Identify each line in the records below that contains the word "front" and copy those lines.

______

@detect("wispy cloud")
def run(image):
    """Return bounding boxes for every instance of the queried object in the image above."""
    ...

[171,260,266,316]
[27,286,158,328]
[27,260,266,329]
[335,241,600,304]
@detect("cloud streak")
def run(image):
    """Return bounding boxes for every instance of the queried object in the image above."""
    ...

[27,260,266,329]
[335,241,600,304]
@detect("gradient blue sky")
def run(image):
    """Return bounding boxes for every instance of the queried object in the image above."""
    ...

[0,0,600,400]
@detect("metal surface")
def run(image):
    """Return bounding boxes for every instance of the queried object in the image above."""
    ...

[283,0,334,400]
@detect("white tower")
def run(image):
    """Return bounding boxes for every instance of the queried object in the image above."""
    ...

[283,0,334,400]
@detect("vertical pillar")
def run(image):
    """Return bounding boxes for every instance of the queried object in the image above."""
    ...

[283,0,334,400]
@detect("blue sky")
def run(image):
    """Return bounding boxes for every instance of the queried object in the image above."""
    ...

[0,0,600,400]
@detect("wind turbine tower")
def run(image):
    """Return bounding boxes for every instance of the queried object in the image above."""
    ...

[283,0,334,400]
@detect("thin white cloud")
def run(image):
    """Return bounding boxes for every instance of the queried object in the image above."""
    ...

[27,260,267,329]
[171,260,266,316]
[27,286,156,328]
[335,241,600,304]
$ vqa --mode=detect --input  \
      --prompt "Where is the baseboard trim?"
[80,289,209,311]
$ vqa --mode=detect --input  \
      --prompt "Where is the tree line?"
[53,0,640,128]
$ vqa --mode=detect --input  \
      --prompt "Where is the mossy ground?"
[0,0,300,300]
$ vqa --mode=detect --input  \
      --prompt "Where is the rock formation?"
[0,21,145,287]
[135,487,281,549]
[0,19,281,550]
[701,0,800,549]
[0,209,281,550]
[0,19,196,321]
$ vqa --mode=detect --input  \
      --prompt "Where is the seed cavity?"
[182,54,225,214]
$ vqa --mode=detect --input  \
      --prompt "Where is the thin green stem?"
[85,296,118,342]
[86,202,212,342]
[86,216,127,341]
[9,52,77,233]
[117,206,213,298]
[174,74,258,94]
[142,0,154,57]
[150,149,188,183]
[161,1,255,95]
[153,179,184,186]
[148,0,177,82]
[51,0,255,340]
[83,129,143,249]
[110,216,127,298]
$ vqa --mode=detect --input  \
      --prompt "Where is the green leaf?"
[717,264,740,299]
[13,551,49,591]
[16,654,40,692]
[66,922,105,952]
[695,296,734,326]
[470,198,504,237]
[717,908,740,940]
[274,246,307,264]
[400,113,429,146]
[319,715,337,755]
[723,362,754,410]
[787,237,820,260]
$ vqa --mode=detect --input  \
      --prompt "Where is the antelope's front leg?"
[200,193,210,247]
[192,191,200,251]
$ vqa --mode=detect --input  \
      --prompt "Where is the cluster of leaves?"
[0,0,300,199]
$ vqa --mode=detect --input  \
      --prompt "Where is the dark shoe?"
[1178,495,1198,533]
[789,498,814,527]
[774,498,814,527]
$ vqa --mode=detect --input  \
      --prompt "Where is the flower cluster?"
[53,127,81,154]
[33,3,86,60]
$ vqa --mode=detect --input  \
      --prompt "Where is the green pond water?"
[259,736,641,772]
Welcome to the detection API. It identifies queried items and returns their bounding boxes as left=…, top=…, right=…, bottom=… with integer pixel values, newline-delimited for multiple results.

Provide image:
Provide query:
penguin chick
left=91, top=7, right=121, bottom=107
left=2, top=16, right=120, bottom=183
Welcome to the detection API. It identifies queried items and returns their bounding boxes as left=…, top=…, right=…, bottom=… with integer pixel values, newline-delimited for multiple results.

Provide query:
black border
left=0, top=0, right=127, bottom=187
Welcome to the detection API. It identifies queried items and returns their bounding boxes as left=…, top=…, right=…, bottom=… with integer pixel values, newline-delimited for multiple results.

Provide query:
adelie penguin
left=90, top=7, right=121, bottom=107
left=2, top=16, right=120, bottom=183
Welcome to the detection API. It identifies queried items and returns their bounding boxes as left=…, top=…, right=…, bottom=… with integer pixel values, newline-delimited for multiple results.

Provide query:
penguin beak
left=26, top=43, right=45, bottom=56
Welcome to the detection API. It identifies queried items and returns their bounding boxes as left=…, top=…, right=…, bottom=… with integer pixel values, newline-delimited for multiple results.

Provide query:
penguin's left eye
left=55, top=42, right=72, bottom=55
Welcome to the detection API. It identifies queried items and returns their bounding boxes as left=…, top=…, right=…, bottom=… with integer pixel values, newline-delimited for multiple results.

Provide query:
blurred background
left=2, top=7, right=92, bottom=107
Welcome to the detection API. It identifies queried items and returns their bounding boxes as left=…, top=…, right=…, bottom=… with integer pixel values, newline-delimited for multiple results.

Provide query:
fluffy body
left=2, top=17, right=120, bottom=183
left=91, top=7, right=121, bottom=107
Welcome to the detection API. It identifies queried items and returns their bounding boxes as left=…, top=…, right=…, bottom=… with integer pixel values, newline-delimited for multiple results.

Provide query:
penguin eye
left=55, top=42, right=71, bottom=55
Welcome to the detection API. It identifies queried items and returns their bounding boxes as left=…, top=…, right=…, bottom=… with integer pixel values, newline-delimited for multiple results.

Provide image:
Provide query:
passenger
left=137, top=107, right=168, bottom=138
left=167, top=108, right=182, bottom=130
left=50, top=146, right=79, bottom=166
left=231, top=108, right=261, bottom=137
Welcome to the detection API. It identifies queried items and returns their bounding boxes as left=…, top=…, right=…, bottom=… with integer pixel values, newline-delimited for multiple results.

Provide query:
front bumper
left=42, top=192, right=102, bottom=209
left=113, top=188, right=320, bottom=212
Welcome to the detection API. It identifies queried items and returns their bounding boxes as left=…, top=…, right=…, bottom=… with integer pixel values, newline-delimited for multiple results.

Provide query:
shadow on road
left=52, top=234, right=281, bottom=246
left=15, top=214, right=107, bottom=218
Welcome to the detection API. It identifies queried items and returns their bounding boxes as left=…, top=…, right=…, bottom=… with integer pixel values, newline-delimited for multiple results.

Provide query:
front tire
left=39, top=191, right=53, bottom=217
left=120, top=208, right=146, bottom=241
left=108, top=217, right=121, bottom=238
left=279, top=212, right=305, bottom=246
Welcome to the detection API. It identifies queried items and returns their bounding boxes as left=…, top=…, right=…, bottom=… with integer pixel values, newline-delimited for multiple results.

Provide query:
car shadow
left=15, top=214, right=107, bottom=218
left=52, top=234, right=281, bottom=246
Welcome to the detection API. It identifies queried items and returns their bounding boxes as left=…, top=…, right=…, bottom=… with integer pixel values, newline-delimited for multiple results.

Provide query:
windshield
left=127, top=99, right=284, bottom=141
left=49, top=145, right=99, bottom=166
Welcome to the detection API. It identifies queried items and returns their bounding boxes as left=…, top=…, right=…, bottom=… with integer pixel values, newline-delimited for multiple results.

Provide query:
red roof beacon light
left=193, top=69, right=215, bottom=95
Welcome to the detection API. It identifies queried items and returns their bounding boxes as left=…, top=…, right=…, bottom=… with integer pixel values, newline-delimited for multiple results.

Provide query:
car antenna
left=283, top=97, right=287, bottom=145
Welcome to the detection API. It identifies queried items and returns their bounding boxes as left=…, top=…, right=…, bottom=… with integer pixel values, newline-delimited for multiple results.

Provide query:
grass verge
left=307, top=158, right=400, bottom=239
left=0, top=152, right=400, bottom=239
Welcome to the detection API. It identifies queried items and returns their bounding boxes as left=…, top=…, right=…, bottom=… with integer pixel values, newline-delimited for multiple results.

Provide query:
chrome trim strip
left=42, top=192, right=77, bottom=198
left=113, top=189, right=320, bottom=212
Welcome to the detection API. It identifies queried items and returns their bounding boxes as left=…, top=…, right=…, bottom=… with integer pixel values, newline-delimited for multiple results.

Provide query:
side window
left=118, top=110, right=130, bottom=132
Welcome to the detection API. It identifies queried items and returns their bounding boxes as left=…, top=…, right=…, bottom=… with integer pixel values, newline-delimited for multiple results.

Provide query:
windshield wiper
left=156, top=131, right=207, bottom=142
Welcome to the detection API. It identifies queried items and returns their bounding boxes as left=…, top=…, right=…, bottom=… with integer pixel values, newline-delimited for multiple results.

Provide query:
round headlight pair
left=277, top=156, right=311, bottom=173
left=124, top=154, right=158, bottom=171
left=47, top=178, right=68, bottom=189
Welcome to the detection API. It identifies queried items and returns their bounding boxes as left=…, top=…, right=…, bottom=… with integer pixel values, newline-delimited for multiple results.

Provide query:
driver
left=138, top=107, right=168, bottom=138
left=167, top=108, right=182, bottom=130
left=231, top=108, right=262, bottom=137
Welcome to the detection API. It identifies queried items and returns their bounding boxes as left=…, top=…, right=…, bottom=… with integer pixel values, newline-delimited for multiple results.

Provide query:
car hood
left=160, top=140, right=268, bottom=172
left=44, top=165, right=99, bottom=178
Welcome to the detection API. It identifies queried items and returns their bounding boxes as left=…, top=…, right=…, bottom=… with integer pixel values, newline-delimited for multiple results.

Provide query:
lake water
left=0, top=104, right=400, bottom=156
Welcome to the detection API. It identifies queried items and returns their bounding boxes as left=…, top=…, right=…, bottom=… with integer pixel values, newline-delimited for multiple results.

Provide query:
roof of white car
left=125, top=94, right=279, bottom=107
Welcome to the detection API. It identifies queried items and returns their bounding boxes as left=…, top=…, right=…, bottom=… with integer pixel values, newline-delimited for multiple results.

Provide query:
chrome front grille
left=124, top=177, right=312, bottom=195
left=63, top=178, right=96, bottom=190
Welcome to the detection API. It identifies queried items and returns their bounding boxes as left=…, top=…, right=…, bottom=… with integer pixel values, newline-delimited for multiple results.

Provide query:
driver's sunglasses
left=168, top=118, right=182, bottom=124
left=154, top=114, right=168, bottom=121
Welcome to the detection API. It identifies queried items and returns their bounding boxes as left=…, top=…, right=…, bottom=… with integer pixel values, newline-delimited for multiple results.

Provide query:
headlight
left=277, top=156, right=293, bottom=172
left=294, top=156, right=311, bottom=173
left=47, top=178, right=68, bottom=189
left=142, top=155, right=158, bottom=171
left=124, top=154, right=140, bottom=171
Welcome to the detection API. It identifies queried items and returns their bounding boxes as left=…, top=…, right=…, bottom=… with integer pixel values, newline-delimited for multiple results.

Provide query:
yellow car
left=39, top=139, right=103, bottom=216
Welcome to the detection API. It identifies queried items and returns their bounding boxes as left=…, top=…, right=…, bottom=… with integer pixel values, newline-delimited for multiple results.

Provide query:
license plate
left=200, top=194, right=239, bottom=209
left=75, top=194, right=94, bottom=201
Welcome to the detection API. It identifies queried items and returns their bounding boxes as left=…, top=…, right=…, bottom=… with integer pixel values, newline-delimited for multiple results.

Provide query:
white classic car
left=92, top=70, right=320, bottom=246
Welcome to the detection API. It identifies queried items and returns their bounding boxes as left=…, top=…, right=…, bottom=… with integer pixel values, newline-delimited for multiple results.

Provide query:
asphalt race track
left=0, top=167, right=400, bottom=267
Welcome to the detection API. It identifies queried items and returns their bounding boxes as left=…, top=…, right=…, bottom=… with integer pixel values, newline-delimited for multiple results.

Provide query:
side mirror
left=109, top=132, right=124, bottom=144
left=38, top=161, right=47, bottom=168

______

RESULT OF THE TASK:
      --prompt "Where is the antelope's front leg?"
front bumper
front tire
chrome front grille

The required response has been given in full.